2 Where does CI sit in the 4E landscape?

Traversing the 4E landscape one rises from the lowlands of weakly embodied and embedded cognitive science to the giddy heights of strong embodiment and embedding. Embodied cognition is the thesis that at least some of our cognitive states and processes are constituted by bodily processes that are not brain-bound. Embedded cognition is the thesis that our cognitive systems are located in and interact with the surrounding physical and social environment. Enactive and extended approaches to cognition inhabit the rarefied atmosphere of the strongly embodied and embedded peaks. However, there are important differences between enaction and extension and between those variants and CI. To determine where CI and enculturation sit in the 4E landscape, I will use a dimensional analysis I first introduced in Menary (2010).

Embodied mind
Embodied mind weak: the mind/brain is embodied (compatible with internalism/individualism Smart 1959; Stich 1983)
Embodied mind moderate: some of our mental and cognitive processes and states depend[1] upon our non-neural body (Gallagher 2005; Gallese 2008)
Embodied mind strong: some of our mental and cognitive processes and states are constituted by processes of the body acting in and on the environment (compatible with enactivism Varela et al. 1991, and CI Menary 2007)

Embedded mind
Embedded mind weak: All the perceptual inputs to and behavioural outputs from cognitive systems are found in the environment (compatible with internalism/individualism Adams & Aizawa 2008; Rupert 2009)
Embedded mind moderate: Mental and cognitive states and processes are scaffolded or causally depend upon the environment (Sterelny 2003; Wheeler 2005)

- REQUIRED TASK 1
Decide whether each statement agrees with the passage on the 4E landscape, and answer yes or no, quoting the deciding words of the text: (a) embedded cognition is the thesis that our cognitive systems are located in and interact with the surrounding physical and social environment; (b) the strong version of the embodied mind is said to be compatible with internalism/individualism; (c) the dimensional analysis used was first introduced in Menary (2010).

- MATERIAL FOR THIS TASK
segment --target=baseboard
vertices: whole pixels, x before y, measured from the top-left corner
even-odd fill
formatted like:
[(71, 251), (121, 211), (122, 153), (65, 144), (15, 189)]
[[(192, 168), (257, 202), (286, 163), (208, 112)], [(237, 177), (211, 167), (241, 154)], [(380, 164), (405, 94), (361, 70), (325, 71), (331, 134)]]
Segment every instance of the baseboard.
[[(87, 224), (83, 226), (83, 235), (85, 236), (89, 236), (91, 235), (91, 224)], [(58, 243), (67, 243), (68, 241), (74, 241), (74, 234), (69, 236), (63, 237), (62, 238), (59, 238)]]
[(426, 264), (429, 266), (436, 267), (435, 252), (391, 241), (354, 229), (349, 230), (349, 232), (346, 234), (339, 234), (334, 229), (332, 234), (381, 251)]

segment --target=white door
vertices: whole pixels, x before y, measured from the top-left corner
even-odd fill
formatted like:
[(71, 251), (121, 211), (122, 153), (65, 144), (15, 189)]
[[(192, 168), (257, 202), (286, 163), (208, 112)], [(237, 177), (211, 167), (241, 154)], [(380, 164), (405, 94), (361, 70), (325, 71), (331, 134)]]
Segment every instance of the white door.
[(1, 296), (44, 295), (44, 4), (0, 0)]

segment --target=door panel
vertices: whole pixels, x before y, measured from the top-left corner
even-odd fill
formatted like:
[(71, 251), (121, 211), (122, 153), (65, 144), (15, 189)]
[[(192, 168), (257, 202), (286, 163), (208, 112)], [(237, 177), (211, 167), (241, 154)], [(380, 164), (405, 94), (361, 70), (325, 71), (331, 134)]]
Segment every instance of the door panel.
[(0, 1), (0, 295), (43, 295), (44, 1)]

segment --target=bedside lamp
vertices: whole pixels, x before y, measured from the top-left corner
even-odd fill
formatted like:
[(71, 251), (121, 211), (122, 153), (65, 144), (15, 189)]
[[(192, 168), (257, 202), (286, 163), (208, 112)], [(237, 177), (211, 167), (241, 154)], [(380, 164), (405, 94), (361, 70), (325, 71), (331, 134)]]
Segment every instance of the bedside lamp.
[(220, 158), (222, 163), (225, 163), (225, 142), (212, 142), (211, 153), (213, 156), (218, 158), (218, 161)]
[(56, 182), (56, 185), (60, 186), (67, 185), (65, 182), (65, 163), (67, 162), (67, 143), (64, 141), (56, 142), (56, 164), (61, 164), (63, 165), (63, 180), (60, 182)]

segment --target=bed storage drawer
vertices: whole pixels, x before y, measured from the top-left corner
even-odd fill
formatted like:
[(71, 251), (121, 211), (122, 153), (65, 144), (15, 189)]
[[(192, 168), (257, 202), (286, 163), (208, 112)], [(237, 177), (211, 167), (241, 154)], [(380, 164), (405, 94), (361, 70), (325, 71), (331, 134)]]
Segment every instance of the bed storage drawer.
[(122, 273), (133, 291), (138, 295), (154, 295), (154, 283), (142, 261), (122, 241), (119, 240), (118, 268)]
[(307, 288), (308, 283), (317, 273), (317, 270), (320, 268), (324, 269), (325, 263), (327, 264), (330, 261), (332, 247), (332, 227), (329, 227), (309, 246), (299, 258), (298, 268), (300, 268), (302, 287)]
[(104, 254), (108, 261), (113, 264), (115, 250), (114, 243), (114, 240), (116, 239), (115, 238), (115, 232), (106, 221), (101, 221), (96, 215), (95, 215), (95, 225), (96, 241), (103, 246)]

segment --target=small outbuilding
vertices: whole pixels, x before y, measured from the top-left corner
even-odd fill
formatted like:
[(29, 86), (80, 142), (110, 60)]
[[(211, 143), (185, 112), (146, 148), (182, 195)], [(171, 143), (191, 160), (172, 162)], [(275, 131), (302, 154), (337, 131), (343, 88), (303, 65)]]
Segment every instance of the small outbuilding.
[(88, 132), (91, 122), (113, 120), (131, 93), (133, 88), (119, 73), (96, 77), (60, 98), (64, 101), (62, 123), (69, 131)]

- REQUIRED TASK 2
Reproduce the listing word for word, starting at its first line and ending at the line that contains "[(0, 1), (0, 295), (43, 295), (44, 1)]", with both of those lines included.

- WRITTEN RESPONSE 1
(a) Yes: "Embedded cognition is the thesis that our cognitive systems are located in and interact with the surrounding physical and social environment."
(b) No: "Embodied mind strong: some of our mental and cognitive processes and states are constituted by processes of the body acting in and on the environment (compatible with enactivism Varela et al. 1991, and CI Menary 2007)"
(c) Yes: "I will use a dimensional analysis I first introduced in Menary (2010)."

- WRITTEN RESPONSE 2
segment --target=baseboard
vertices: whole pixels, x before y, measured from the top-left corner
even-odd fill
formatted like:
[(71, 251), (121, 211), (122, 153), (65, 144), (15, 189)]
[[(192, 168), (257, 202), (286, 163), (208, 112)], [(237, 177), (211, 167), (241, 154)], [(380, 164), (405, 94), (361, 70), (325, 71), (331, 134)]]
Segment every instance of the baseboard.
[[(87, 224), (83, 226), (83, 235), (85, 236), (89, 236), (91, 235), (91, 224)], [(58, 243), (67, 243), (68, 241), (74, 241), (74, 234), (69, 236), (63, 237), (62, 238), (59, 238)]]
[(426, 264), (429, 266), (436, 267), (435, 252), (391, 241), (354, 229), (349, 230), (349, 232), (346, 234), (339, 234), (334, 229), (332, 234), (381, 251)]

segment --target=white door
vertices: whole pixels, x before y, measured from the top-left corner
even-odd fill
formatted like:
[(71, 251), (121, 211), (122, 153), (65, 144), (15, 189)]
[[(192, 168), (257, 202), (286, 163), (208, 112)], [(237, 177), (211, 167), (241, 154)], [(380, 164), (405, 94), (361, 70), (325, 71), (331, 134)]]
Segment every instance of the white door.
[(1, 296), (44, 295), (44, 4), (0, 0)]

segment --target=door panel
vertices: whole pixels, x before y, measured from the top-left corner
even-odd fill
formatted like:
[(71, 251), (121, 211), (122, 153), (65, 144), (15, 189)]
[[(192, 168), (257, 202), (286, 163), (208, 112)], [(237, 177), (211, 167), (241, 154)], [(380, 164), (405, 94), (361, 70), (325, 71), (331, 134)]]
Segment every instance of the door panel.
[(0, 1), (0, 295), (43, 295), (44, 1)]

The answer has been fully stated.